[Records excerpted from a collection]
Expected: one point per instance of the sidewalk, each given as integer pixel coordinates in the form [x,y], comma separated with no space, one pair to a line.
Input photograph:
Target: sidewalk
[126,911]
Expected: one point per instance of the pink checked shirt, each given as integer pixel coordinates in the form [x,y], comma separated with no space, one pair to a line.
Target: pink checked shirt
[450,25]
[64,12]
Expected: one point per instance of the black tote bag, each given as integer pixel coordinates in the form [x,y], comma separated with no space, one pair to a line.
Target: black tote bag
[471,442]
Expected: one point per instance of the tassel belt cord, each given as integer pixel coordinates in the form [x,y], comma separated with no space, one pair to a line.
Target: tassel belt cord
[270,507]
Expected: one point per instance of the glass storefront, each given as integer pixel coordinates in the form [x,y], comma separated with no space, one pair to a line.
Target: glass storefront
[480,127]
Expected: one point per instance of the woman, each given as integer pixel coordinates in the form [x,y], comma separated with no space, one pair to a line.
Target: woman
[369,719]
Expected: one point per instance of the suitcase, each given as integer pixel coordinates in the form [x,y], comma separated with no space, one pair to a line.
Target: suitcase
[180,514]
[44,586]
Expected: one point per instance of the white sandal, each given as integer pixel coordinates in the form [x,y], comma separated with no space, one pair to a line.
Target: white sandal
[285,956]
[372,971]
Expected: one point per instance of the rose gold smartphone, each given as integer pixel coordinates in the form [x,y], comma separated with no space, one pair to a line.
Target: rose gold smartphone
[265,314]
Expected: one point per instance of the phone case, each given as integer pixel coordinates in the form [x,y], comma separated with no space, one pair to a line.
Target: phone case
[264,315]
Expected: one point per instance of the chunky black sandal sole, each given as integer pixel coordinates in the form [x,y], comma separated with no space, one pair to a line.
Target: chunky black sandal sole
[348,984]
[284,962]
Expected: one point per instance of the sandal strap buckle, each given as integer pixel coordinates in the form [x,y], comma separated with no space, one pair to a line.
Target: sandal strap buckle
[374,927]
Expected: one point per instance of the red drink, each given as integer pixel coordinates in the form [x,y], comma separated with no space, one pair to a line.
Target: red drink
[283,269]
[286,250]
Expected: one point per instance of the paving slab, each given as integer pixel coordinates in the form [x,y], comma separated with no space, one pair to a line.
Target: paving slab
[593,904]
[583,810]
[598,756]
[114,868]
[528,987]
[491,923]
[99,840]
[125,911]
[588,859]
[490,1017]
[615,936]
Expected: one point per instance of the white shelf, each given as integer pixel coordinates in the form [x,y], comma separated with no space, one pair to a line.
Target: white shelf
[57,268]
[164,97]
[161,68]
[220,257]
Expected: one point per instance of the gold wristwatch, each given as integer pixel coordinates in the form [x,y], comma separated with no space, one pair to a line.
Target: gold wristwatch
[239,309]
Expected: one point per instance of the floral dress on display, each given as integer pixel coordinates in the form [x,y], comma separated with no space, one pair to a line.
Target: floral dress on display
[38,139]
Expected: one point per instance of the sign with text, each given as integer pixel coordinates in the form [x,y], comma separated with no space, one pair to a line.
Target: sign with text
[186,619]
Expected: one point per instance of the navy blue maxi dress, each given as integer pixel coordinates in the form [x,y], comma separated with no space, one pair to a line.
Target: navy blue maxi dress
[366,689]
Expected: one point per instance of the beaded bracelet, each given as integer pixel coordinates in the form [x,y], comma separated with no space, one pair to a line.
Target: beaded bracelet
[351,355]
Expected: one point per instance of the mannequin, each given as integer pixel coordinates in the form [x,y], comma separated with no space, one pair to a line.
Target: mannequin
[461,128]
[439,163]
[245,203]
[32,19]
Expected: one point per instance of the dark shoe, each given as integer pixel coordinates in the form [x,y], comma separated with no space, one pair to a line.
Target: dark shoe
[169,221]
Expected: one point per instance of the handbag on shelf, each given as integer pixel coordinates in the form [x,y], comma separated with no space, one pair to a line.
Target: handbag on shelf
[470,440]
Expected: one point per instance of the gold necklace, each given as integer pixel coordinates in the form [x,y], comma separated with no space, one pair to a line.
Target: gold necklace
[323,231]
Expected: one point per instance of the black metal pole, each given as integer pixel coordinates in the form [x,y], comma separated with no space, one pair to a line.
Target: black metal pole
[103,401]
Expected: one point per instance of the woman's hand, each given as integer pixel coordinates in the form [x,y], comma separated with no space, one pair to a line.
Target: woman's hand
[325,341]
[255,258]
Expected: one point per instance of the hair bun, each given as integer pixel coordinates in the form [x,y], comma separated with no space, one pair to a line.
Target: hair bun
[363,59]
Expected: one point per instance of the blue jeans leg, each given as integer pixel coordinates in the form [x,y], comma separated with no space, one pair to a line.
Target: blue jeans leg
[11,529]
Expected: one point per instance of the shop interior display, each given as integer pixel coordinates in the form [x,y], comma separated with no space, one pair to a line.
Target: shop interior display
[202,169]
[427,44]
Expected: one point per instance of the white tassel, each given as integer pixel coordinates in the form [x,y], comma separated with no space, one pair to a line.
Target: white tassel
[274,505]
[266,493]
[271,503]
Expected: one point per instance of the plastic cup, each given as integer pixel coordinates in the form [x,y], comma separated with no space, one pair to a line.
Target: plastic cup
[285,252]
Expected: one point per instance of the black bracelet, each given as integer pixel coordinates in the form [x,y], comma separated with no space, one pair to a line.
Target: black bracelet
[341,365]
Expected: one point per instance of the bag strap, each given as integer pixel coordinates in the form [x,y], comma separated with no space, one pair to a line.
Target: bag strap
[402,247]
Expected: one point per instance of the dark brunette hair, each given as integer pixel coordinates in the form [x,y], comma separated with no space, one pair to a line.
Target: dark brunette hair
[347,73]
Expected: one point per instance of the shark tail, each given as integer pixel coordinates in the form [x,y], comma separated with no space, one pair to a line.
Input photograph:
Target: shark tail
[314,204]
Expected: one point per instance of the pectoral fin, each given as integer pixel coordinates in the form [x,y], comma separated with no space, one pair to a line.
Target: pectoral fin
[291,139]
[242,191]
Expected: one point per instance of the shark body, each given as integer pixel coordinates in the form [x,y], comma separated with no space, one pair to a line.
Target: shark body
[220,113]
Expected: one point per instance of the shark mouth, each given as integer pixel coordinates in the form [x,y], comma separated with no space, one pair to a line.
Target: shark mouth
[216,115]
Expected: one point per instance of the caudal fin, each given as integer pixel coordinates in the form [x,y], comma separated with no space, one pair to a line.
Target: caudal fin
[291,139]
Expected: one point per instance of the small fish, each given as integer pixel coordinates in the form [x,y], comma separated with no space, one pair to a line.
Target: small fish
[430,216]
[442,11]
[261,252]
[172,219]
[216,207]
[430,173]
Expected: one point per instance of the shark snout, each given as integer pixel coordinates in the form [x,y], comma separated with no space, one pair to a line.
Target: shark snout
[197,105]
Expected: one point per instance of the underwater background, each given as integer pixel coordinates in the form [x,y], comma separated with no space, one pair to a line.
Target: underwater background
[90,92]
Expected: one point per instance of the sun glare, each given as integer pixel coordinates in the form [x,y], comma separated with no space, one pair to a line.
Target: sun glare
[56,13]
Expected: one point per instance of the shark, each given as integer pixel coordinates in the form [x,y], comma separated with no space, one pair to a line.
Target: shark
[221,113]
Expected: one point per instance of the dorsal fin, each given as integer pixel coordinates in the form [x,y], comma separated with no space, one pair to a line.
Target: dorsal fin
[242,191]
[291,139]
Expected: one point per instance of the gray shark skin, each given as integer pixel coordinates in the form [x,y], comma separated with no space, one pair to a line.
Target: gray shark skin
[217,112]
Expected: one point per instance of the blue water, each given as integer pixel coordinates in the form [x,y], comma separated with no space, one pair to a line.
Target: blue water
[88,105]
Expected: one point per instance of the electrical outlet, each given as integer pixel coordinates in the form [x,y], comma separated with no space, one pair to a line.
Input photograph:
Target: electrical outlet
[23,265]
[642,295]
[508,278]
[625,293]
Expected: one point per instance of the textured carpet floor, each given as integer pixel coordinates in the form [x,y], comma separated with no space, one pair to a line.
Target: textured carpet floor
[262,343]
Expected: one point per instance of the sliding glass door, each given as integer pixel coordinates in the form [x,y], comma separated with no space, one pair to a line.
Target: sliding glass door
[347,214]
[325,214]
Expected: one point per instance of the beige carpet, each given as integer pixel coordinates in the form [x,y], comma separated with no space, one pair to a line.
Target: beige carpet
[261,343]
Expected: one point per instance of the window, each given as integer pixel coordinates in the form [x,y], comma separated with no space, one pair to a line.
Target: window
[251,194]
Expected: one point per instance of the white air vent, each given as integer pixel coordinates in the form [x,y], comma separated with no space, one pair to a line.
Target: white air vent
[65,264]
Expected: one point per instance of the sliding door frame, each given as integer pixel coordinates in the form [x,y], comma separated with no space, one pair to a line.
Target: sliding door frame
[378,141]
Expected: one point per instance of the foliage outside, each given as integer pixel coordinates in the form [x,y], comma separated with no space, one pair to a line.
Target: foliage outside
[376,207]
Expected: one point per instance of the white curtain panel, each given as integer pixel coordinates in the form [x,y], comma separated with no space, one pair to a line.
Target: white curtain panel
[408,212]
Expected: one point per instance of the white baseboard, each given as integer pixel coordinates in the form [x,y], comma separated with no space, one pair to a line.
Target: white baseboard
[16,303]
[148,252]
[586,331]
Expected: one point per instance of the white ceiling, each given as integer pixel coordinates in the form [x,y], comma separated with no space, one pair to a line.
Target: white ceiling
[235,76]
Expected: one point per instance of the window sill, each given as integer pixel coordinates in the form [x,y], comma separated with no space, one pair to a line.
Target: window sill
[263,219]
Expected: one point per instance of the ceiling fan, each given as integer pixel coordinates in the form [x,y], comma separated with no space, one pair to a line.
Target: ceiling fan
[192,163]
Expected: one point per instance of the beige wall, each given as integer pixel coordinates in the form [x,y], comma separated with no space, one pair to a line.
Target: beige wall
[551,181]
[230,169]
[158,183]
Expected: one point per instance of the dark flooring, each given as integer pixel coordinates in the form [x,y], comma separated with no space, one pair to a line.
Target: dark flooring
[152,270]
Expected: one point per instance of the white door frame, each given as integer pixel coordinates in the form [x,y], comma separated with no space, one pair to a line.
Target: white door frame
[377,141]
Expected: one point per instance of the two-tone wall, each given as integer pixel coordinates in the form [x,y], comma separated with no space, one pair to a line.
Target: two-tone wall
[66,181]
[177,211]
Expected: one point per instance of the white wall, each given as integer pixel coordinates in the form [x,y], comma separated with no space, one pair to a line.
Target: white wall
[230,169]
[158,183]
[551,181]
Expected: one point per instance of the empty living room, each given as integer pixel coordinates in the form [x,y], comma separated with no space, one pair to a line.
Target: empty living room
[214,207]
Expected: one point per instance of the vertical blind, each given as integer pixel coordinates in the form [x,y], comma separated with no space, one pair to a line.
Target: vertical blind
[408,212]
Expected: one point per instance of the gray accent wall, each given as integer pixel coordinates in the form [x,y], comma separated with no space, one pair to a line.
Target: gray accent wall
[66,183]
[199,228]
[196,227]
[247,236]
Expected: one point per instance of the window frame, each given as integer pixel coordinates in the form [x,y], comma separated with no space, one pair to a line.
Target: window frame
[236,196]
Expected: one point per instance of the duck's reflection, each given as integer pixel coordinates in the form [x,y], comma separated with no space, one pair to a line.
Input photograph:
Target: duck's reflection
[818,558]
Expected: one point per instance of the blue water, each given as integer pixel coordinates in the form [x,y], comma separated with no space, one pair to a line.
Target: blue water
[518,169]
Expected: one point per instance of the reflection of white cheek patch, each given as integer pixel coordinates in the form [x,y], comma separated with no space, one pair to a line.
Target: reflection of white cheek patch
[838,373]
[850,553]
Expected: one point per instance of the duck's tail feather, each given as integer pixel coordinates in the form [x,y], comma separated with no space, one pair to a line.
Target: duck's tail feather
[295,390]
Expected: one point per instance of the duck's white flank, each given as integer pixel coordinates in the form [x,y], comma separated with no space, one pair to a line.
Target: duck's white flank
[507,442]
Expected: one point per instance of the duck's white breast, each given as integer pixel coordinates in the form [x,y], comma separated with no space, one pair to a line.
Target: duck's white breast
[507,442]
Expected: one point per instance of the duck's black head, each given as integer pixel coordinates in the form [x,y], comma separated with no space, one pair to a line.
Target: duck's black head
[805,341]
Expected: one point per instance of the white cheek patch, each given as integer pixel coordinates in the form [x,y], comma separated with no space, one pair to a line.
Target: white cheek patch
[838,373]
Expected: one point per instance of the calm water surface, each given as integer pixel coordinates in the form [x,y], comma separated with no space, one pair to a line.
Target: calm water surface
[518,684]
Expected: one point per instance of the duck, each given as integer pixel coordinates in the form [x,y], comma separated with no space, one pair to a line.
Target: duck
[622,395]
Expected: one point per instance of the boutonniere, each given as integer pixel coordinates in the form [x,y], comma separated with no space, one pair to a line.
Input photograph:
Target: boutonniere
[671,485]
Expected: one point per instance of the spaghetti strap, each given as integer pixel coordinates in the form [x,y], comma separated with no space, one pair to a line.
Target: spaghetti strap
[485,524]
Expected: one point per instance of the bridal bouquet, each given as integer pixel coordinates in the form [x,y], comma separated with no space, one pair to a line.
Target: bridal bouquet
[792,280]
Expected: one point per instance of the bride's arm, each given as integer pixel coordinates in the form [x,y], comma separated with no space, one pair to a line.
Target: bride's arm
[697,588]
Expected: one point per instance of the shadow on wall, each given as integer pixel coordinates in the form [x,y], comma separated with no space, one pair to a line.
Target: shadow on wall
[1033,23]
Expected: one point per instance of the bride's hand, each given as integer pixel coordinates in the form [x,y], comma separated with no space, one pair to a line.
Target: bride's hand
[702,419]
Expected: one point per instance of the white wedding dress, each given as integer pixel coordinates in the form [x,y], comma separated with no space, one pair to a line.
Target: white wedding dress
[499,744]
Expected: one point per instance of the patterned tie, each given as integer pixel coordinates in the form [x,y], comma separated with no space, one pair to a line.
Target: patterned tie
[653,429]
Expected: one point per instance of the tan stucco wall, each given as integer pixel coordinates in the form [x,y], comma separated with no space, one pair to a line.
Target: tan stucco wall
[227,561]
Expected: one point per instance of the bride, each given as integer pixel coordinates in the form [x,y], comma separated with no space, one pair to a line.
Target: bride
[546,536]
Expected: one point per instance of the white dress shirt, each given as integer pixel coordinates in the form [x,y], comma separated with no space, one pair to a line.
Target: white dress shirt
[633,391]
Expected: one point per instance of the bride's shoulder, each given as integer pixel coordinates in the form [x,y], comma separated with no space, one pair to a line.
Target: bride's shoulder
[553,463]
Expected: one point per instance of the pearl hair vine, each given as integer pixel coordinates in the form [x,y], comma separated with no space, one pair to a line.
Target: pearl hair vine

= ACTIVITY =
The stretch of entries above that starts with the line containing "Target: beaded bracelet" and goes on through the line containing "Expected: one point per instance of the white tassel, each" is to be transcribed exactly, and no other line is to be transcribed.

= TASK SOLUTION =
Target: beaded bracelet
[351,355]
Expected: one point per instance of the mannequin, each given as integer pixel coordinates in the form [x,y], comma separated with no space, one pair to a line.
Target: mannequin
[461,128]
[439,163]
[245,203]
[32,19]
Expected: one point per instance of the dark shoe, each given as integer pixel coordinates in the form [x,y], comma separated with no space, one pair to a line.
Target: dark shoe
[169,221]
Expected: one point per instance of the handbag on shelf, each given as integer pixel coordinates in the form [x,y], comma separated with no space, one pair to a line.
Target: handbag on shelf
[470,440]
Expected: one point per instance of the gold necklace, each given as integer pixel coordinates in the form [x,y], comma separated with no space, one pair to a line.
Target: gold necklace
[323,231]
Expected: one point per instance of the black metal pole, each given as integer pixel coordinates in the form [x,y], comma separated with no space, one pair to a line.
Target: black metal pole
[103,401]
Expected: one point per instance of the woman's hand, each given as integer pixel coordinates in the form [x,y], comma separated with no space, one pair to a line.
Target: woman's hand
[325,341]
[255,258]
Expected: one point per instance of the hair bun, each given as integer pixel coordinates in the form [x,y], comma separated with no space, one pair to a line.
Target: hair bun
[363,59]
Expected: one point per instance of the blue jeans leg, each given as integer pixel coordinates in the form [x,y], comma separated with no space, one pair to a line.
Target: blue jeans leg
[11,529]
Expected: one point per instance of the shop interior display, each given as integer pixel coordinates in the form [x,y], comma separated with no space, one pair to a line.
Target: shop interior display
[202,169]
[427,44]
Expected: one point per instance of the white tassel, each given as integer pixel coordinates in the form [x,y], comma separated with no space, one pair to a line.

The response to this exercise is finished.